▸ **Task item**: Would you please output the data exactly, omitting no line?

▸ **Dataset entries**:
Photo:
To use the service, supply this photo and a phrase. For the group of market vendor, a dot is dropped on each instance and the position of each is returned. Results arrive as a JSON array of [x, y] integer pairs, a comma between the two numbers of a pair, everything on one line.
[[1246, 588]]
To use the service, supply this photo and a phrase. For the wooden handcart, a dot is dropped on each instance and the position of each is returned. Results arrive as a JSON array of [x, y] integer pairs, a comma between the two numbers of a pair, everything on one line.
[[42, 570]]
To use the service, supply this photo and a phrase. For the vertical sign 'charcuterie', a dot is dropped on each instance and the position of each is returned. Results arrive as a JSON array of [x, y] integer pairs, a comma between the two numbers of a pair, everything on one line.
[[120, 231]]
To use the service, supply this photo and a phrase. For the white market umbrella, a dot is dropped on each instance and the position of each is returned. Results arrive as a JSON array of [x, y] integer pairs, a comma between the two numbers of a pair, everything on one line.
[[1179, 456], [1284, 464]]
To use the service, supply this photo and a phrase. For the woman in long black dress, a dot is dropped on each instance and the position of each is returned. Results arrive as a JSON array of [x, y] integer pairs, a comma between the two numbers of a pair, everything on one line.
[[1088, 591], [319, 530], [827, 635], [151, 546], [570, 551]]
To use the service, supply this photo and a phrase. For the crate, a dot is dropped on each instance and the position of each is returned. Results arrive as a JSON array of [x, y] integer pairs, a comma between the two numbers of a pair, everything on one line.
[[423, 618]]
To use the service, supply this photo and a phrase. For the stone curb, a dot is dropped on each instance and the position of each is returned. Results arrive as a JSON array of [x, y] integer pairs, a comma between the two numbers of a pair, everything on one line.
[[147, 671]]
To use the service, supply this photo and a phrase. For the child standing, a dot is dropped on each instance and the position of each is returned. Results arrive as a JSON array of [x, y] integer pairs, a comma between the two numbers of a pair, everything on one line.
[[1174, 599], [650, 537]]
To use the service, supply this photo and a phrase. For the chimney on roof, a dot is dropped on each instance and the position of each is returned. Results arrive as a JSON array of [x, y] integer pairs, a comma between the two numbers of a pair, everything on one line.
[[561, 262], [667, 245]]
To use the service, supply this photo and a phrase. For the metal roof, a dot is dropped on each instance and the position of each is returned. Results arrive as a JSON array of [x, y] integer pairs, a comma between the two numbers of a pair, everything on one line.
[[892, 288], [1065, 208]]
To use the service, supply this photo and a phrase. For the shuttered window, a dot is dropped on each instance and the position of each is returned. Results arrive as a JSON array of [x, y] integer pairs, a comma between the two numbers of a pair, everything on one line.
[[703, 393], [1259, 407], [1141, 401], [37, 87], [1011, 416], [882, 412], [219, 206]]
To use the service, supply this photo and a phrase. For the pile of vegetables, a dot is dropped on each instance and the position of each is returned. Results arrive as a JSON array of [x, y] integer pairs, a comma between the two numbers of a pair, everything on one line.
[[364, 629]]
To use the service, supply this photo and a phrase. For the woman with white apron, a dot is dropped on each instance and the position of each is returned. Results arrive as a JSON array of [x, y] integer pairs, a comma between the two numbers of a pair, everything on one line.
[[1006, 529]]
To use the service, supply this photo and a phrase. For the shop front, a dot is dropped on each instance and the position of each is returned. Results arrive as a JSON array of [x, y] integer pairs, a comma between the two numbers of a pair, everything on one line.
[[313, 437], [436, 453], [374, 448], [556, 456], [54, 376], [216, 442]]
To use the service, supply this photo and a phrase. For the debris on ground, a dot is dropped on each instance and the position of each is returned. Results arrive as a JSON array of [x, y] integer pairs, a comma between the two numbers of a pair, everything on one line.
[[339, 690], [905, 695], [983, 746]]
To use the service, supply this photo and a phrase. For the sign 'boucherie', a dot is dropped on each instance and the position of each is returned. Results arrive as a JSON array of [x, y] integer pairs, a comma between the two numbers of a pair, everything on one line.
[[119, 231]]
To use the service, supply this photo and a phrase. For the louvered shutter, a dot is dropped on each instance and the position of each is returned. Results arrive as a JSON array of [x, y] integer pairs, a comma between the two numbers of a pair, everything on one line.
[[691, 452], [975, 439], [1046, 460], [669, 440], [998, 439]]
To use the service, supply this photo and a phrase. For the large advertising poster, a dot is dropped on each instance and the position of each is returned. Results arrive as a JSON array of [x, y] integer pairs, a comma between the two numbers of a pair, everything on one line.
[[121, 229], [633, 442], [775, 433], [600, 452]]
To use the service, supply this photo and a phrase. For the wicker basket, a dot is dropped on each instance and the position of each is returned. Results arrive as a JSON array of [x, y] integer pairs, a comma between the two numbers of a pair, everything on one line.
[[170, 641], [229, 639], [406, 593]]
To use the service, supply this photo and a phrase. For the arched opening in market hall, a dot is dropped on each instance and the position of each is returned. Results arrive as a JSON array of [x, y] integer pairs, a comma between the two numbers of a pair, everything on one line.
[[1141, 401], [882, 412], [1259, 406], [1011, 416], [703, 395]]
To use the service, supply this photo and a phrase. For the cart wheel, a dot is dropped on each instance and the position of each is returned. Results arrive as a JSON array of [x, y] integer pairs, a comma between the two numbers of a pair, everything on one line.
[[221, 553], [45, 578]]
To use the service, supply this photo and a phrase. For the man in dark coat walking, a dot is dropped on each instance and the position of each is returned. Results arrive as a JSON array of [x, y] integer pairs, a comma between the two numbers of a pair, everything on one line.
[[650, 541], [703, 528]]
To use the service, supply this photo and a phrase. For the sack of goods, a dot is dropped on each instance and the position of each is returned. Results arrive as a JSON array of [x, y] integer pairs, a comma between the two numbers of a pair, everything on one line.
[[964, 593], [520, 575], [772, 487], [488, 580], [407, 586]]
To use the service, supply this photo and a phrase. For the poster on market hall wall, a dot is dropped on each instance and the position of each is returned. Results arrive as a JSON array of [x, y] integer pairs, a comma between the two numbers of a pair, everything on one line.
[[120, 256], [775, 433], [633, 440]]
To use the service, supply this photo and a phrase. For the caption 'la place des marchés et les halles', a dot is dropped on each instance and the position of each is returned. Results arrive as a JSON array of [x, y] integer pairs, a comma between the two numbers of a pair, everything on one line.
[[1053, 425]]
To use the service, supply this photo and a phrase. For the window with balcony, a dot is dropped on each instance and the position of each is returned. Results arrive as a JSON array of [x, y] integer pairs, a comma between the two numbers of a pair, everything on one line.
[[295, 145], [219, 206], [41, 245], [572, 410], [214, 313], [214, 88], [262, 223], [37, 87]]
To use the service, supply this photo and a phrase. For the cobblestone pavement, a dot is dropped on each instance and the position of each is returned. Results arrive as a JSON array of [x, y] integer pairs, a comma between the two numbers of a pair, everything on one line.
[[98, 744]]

▸ **Response area**:
Photo:
To use the service, supply this photo and a phrase. For the group of market vendor, a dot is dropped on each instance and the position of each is returned. Results arrive as a JSON array of [x, y] integer pairs, a comma between the two numbers of a pair, everything on one line.
[[1246, 588]]
To use the service, supply this photo and a phrase. For the wooden handcart, a dot is dropped on each instance and the position of each is returned. Results arrive as a JSON array of [x, y] integer pairs, a comma between the two numbers of a pair, everything on one line.
[[42, 570]]
To use the service, supply this photo and a phrase. For the vertical sign 'charcuterie', a dot is dropped on each instance and the position of each is returned. Results arrive as a JSON array of [x, y] integer pairs, a comma between the two numbers of a pair, everything on one line.
[[120, 231]]
To use the service, supply this photo and a phrase. For the white market umbrella, a dot is dropped on each instance and the position of each is returned. Results arrive as a JSON array of [x, y] integer pairs, a comma between the two numbers of a pair, everything on one line.
[[1179, 456], [1284, 464]]
To use the service, supply this photo and a phrase. For the woman in long black dress, a dot is dropped on each instance and the position of each is returned. Results arrive as a JSON array of [x, y] integer pairs, a comma between the two numbers of a pair, everything on one line.
[[1088, 591], [319, 530], [827, 635], [151, 546], [570, 551]]
To use the service, supply this photo and a phrase. For the crate, a dot is dropped on each instance and the position of each is returned. Results arrive as a JSON array of [x, y] integer pairs, a comma between the two numbers of a pair, everything on one line.
[[423, 618]]
To use the service, supply this photo and a phrase. For the stone curb, a dot is dropped on each instance and the position of each is returned. Results arrive as a JSON array of [x, y] integer pairs, a comma between the two numbers of a pair, everything on one line.
[[147, 671]]
To use the service, supply this photo and a phrase. For the child standing, a dot is dropped on each instance and the position of each is returned. Results arrive as a JSON array of [x, y] integer pairs, a comma between the two numbers of a pair, everything on one line.
[[1174, 599], [650, 537]]
To use the service, supply this photo and a phrase. For the chimney on roof, a dot is dropped on each instance and the position of each is returned. Results arrive as a JSON array of [x, y] integer pairs, a comma between the two numbers of a pair, everything on one line.
[[561, 262], [667, 245]]
To use the service, supply this photo and a phrase. For the metal roof, a dot is dropped on each instance and the position of each is returned. Results arrive as a JSON array of [x, y] integer pairs, a comma between the two numbers of a pair, everything on one line.
[[892, 288], [1065, 208]]
To use the service, supply this photo and a phrase. For the shuttered window, a dot is dropped on each instance and the position of each is returned. Results arrive as a JSON array of [x, y] integer pairs, a comma between the two numbers of a pair, everything on one line.
[[703, 393], [1259, 407], [1141, 401], [37, 87], [1011, 416], [882, 412], [219, 206]]
To use the service, supply this photo and a phrase. For the pile of vegetables, a dot is dropped on each instance and the position of each is returned. Results arrive as a JSON array of [x, y] integer pairs, a comma between the two numbers of a pair, everything on one line.
[[364, 629]]
To use the service, supply this photo and a phrase. For the woman with white apron, a dot is dropped on each instance and the position of each is returned. Results arrive as a JSON array of [x, y] integer pairs, a comma between the two numbers of a pair, everything on one line.
[[1006, 529]]
To use the service, supply this photo and a phrase. For the shop front, a dot is dropped on each instance and the position of each is returned. Results arrive as a JSON array of [x, y] integer pairs, a comma between the two numbers of a pair, everything on one line.
[[313, 437], [436, 453], [374, 448], [556, 456], [54, 376], [216, 442]]
To use the service, supply this photo and a phrase. For the debris on ground, a dot is dropped on each instance and the position of each is returned. Results arrive as a JSON array of [x, y] integer pairs, a comma between the two numbers of a pair, everything on one line.
[[339, 690], [905, 695], [983, 746]]
To use the service, supply this photo and a phrase. For the sign 'boucherie', a dot is dropped on each instance and the position of each is returned. Results arrive as a JSON array of [x, y] integer pairs, a comma between the two numbers of a pair, everything on one line.
[[119, 231]]
To use the service, supply this photo and a phrase. For the louvered shutter, a dot is dropped on each instance and the position of each is returned. Results arrive as a JSON array of [x, y] integer pairs, a comma between the two numbers of a pair, everything on one line.
[[691, 452], [975, 439], [1046, 460], [669, 440], [998, 439]]
To use the service, supply this photo and a phrase. For the large advertising poster, a dot is dropped on each instance and the position of each is returned. Results arrive as a JSON array of [x, y] integer pairs, a comma between the two numbers of a pair, everything on one line.
[[121, 229], [633, 442], [775, 433], [600, 452]]
To use the service, supply this photo and a phrase. For the wicker basket, a dot is dropped on each instance and the position of each is returned. Results arrive as a JSON array of [x, y] integer pairs, a comma between the two numbers of a pair, everything on one line.
[[170, 641], [229, 639], [406, 593]]
To use the service, supply this photo and a phrase. For the arched opening in market hall, a dot is dropped on each instance and the position of each is returned. Results arrive as a JSON array of [x, y] integer pairs, a comma between the two numbers of a pair, everything on one line.
[[1141, 401], [882, 412], [1259, 406], [1011, 416], [703, 395]]
To use the service, supply this photo and a phrase. For the cart wheel, a dot is dropped on each instance and the position of each is returned. Results arrive as a JSON array of [x, y] integer pairs, a comma between the two numbers of a pair, everything on one line.
[[221, 553], [45, 578]]
To use the service, supply this photo and a phrase. For the man in dark coat walking, a dot is dropped on each instance and the position of each is returned. Results arrive as a JSON array of [x, y] integer pairs, a comma between the two numbers of a pair, everything on one line.
[[650, 541], [703, 528]]
To use the service, supply this photo and a phrase. For the sack of goods, a dot is dropped on each instance and the position of each is returned. Results arrive as a JSON array of [x, y] integer pairs, a comma between the two numbers of a pair, everything on one line.
[[964, 593], [520, 575], [772, 487], [488, 580], [407, 586]]
To use the service, supply this photo and a phrase. For the poster on market hall wall, a dot is dropped on each instance and the position of each is returned. Results arrive as a JSON array of [x, y] integer pairs, a comma between the two numbers of a pair, everything on one line.
[[120, 256], [775, 433], [633, 440]]
To use the service, supply this photo and a phrase. For the caption 'la place des marchés et les halles', a dot is dropped on each instance and the position of each is returned. Results arrive as a JSON array of [x, y] integer pairs, a comma between the two numbers of a pair, everything on one line.
[[1053, 425]]
To use the service, supply this photo and a phrase. For the window with balcony, a dot is dropped on each instance and the position of each is returned. Results arrive as a JSON array of [x, y] integer pairs, a comma between the two numbers of a pair, everything on one line.
[[295, 145], [219, 206], [41, 245], [572, 410], [214, 313], [214, 88], [262, 223], [37, 87]]
To use the service, supply this photo and a phrase. For the cobblestone pavement, a dot is dropped on each instance and the position of each is returned. Results arrive as a JSON array of [x, y] integer pairs, a comma between the two numbers of a pair, everything on one line.
[[98, 744]]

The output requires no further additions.